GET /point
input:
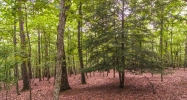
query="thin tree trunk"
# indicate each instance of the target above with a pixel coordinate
(39, 57)
(83, 81)
(23, 52)
(29, 45)
(185, 56)
(15, 52)
(161, 42)
(64, 78)
(121, 72)
(60, 53)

==================================================

▸ About this exercise:
Please repeat all of the entries above word for word, but drop any pictures.

▸ Response for this exercise:
GET /point
input:
query="thin tree trunk"
# indicate each instance of the target above with a pixel coordinate
(39, 57)
(83, 81)
(23, 52)
(29, 45)
(185, 56)
(15, 52)
(161, 42)
(64, 78)
(121, 72)
(60, 53)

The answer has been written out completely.